Former South Carolina sheriff’s deputy to serve time over firearms charges

Tony Riley was sentenced in federal court on firearms charges stemming from two incidents in December 2013. (Photo: WCBD)

Tony Riley was sentenced in federal court on firearms charges stemming from two incidents in December 2013. (Photo: WCBD)

A former South Carolina sheriff’s deputy has been sentenced to a year in federal prison and $100 fine for selling guns to a prohibited person, the Justice Department announced this week.

Tony Allen Riley, 62, pleaded guilty to two counts of federal gun violations in March in a Charleston federal court, according to the case docket.

According to court documents, Riley sold firearms to a man who had been indicted on drug crimes in December 2013. Also, at the time, Riley was a deputy with the Berkeley County Sheriff’s Office.

As to why Riley, an 18-year veteran law enforcement officer and 20 years with the Navy, would commit such a crime, his attorneys characterized a lonely man desperately chasing romance after losing his wife to cancer.

“When good, decent people do stupid, bad things, there can be a temptation to make excuses. To justify. To defend. Tony Riley did a bad, stupid thing. And nothing can excuse or justify the bad, stupid thing he did,” his attorneys said in a letter to the court.

After Riley’s wife died in 2012 following a 10-year battle with cancer, he befriended local bikers, including Fred Condrey, as they bonded over beer and motorcycles, his attorneys said.

Riley also became friends with Condrey’s girlfriend, Kim Eller. Riley’s feelings for Eller grew into a crush and he eventually agreed to transfer to her three firearms, which he knew would be given to Condrey, who was not legally permitted to buy a gun.

“Unbeknownst to Riley, Kim had approached the FBI with the goal of helping her boyfriend. When she asked Tony to buy her a gun that she could give to Condrey, Tony knew it was wrong,” Riley’s attorneys said, adding Riley was arrested four months later.

The maximum penalty for Riley’s crimes is a $250,000 fine and/or 10 years in prison. At Riley’s sentencing, U.S. District Judge Margaret Seymour read letters from Riley’s previous co-workers and members of the community who pleaded with the judge to go easy on the former officer.

» **Directions**
Copy the article about the former sheriff's deputy word for word from "After Riley’s wife died" to "arrested four months later.".

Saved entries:
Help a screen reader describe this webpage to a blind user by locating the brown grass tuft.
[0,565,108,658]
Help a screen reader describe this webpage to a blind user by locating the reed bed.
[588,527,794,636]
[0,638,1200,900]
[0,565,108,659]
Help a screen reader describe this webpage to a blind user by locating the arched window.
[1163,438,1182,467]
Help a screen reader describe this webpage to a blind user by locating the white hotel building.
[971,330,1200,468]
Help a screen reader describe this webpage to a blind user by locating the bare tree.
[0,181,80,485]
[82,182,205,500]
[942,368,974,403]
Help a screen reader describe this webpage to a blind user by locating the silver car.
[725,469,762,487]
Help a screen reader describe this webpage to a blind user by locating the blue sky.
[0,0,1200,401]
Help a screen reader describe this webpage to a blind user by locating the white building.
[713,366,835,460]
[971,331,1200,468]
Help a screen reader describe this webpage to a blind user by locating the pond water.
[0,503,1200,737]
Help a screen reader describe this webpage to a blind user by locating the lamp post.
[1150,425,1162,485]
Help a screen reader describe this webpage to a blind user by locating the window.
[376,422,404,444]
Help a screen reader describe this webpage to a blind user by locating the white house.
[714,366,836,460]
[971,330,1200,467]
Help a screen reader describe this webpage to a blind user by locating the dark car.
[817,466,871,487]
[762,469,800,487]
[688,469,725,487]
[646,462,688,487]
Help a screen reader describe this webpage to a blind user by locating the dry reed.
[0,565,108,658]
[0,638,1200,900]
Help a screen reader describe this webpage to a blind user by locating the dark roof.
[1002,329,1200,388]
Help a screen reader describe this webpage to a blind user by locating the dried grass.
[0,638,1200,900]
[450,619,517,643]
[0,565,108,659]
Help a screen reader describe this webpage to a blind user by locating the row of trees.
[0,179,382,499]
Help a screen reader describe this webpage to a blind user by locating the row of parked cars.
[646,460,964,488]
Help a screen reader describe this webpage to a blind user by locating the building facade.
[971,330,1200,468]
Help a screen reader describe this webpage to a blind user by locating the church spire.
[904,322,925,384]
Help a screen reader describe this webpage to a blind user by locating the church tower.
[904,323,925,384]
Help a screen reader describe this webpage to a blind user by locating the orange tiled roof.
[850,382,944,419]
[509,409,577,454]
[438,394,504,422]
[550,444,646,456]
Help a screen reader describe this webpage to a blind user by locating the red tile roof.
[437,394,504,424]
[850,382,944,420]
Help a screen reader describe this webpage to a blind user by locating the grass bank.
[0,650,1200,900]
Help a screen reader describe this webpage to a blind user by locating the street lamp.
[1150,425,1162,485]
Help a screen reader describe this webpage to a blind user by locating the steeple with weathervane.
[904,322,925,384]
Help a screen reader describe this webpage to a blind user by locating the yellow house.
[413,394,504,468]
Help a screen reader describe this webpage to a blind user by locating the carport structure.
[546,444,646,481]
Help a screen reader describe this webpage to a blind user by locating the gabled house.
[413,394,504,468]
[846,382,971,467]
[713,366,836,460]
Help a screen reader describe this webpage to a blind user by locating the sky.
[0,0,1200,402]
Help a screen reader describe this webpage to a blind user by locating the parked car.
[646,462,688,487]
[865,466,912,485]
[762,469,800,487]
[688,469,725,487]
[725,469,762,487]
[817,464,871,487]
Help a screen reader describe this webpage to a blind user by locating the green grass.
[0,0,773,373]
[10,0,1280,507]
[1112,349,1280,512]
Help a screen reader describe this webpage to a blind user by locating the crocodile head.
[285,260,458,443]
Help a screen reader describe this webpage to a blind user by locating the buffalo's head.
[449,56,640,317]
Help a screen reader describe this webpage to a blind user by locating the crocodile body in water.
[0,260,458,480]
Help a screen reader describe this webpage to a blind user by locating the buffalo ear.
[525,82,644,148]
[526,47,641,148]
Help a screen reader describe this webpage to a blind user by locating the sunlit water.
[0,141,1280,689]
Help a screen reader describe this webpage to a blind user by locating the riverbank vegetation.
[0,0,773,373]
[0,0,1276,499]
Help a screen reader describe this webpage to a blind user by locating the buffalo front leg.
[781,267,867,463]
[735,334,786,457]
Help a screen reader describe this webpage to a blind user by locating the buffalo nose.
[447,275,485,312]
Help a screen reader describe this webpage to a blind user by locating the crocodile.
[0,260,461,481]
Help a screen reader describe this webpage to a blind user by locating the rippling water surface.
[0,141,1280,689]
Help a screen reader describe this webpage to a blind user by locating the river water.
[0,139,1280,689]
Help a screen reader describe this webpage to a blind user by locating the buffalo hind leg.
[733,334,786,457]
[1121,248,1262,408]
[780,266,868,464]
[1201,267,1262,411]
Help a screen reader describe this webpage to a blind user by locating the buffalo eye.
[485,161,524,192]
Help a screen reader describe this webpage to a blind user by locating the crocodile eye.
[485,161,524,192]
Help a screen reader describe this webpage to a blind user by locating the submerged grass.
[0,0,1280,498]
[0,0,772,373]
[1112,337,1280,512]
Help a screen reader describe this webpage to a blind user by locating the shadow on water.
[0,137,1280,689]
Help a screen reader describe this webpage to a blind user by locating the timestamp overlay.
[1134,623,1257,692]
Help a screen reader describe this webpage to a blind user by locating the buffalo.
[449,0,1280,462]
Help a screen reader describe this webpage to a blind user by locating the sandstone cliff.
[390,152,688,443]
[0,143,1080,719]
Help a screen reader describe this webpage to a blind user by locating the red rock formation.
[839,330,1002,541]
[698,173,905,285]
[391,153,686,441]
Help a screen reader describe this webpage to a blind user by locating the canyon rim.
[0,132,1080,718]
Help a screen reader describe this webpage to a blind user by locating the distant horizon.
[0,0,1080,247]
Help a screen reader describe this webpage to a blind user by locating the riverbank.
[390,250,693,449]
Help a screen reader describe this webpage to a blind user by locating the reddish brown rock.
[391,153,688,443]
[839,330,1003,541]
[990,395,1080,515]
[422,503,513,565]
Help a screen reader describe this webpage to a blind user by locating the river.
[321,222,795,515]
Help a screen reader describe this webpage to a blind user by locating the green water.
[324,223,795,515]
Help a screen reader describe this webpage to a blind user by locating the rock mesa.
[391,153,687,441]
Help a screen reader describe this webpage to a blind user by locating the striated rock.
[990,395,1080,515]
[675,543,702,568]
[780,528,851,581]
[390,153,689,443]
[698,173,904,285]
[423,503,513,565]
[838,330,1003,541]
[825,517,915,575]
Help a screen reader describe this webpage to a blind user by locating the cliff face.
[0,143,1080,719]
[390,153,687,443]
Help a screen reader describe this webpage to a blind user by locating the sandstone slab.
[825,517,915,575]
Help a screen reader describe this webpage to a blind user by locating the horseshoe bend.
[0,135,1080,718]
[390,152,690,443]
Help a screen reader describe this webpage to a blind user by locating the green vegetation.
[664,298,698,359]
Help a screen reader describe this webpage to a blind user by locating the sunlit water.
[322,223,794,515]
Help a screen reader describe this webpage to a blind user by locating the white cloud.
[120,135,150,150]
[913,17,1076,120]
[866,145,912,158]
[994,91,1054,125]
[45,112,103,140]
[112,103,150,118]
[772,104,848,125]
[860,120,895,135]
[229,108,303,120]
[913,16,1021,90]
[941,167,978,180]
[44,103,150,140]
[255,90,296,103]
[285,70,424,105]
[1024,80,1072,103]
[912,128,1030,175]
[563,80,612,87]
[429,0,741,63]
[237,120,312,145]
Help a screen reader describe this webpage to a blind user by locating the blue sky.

» **Solved exercise**
After Riley’s wife died in 2012 following a 10-year battle with cancer, he befriended local bikers, including Fred Condrey, as they bonded over beer and motorcycles, his attorneys said.

Riley also became friends with Condrey’s girlfriend, Kim Eller. Riley’s feelings for Eller grew into a crush and he eventually agreed to transfer to her three firearms, which he knew would be given to Condrey, who was not legally permitted to buy a gun.

“Unbeknownst to Riley, Kim had approached the FBI with the goal of helping her boyfriend. When she asked Tony to buy her a gun that she could give to Condrey, Tony knew it was wrong,” Riley’s attorneys said, adding Riley was arrested four months later.